▶ _EXERCISE DETAILS_
Which lines in the listing below contain the word "clicks"? Copy each one.

▶ _TASK DATA_
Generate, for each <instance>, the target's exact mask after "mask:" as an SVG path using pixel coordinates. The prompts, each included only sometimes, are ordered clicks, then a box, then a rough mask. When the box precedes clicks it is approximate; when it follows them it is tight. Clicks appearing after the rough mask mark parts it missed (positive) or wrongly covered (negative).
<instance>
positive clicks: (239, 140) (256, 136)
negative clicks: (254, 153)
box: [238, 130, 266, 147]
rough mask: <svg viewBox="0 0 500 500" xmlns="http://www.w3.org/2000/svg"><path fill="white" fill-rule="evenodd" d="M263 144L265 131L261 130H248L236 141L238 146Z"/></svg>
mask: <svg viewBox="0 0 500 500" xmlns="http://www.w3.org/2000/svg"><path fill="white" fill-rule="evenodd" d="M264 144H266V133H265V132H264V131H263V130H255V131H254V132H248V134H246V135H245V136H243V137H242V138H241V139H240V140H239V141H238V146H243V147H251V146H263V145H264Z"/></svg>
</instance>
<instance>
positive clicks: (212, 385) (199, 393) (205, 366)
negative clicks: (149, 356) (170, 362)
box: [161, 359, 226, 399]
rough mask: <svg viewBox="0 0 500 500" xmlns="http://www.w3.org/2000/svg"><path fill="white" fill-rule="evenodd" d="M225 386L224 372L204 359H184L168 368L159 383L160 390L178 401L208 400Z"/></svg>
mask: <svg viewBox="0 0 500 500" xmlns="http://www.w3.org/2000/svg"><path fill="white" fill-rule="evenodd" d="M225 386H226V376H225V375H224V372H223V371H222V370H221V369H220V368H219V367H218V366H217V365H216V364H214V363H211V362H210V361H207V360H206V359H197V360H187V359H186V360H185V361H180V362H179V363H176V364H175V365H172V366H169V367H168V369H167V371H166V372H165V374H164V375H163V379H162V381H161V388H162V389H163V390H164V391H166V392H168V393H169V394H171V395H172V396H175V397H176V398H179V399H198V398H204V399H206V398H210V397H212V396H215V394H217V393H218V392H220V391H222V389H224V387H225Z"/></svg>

▶ _TASK ANSWER_
Generate, for each <instance>, the target's exact mask after "mask:" as an SVG path using pixel coordinates. The prompts, each included only sometimes, are ordered clicks, then a box, then a rough mask. When the box precedes clicks it is approximate; when it follows them it is tight. Clicks appearing after the rough mask mark parts it missed (positive) or wrongly covered (negative).
positive clicks: (239, 140) (256, 136)
negative clicks: (254, 153)
positive clicks: (212, 385) (199, 393) (205, 366)
negative clicks: (149, 356) (170, 362)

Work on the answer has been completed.